[Exercise aim]: Return every line of the entries below that contains the string "shirt", copied in full.

____________________

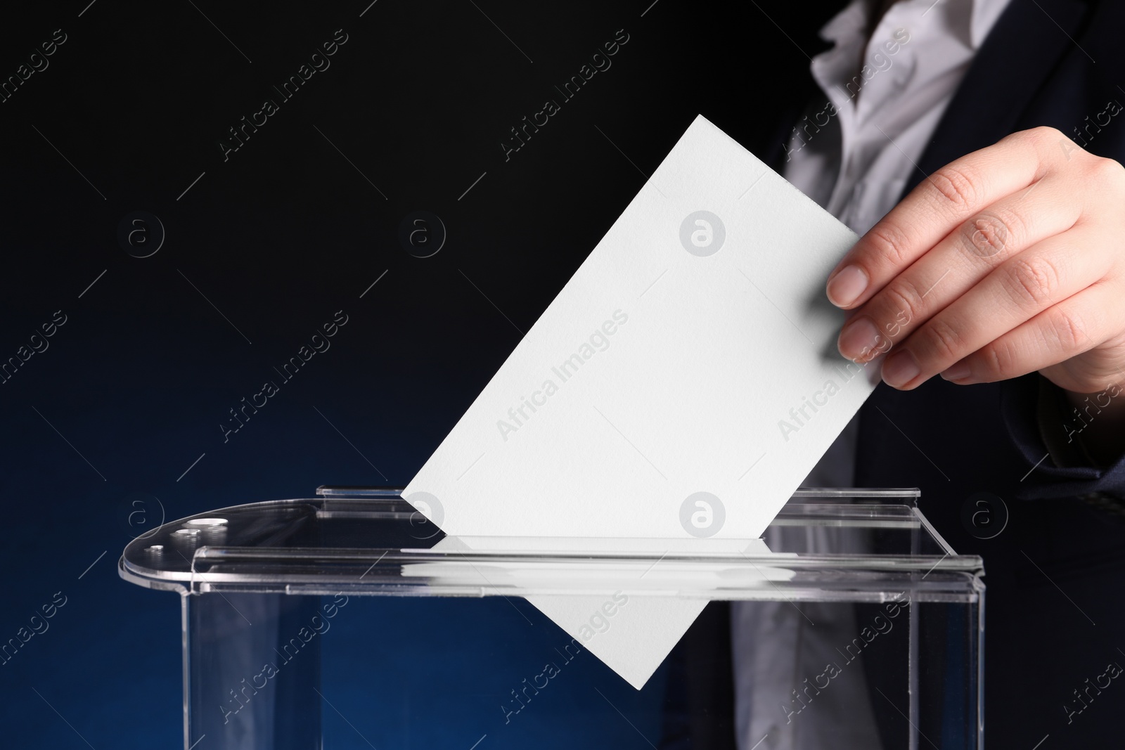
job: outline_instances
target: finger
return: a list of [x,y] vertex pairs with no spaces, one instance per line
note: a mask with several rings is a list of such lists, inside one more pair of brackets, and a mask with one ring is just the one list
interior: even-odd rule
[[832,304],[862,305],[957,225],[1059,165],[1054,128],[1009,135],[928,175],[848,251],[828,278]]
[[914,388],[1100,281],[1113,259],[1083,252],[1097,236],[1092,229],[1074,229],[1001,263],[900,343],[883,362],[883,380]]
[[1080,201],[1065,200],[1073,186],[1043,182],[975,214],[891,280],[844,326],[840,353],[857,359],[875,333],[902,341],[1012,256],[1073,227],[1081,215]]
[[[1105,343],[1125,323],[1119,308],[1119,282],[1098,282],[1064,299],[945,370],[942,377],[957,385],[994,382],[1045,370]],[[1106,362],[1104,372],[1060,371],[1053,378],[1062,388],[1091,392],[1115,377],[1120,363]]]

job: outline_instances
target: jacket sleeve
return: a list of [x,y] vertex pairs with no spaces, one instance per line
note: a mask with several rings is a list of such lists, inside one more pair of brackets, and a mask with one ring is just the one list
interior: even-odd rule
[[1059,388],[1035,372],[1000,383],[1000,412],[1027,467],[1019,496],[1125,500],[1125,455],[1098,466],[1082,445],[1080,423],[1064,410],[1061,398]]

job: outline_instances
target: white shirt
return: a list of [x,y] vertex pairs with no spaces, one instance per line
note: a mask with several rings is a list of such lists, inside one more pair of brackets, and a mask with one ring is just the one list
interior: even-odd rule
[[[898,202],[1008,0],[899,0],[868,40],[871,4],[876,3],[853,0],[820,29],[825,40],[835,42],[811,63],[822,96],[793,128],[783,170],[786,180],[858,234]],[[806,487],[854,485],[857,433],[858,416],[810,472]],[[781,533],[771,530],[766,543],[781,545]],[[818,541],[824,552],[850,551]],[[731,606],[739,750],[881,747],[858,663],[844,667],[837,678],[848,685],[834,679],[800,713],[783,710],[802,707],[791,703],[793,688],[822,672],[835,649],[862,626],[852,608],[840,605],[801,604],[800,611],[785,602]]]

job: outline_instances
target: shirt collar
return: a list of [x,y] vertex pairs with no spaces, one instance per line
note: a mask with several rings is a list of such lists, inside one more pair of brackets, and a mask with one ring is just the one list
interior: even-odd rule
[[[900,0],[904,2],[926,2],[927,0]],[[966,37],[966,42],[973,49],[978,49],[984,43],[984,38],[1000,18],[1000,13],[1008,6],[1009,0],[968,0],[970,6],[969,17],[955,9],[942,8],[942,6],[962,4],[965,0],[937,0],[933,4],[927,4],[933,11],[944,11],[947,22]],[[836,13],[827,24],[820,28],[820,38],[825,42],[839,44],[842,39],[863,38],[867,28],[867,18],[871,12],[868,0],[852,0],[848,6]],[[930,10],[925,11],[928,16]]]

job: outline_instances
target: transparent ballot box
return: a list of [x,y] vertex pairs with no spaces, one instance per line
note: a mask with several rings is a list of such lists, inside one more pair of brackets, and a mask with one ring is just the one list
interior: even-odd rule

____________________

[Output for this task]:
target: white shirt
target: shirt collar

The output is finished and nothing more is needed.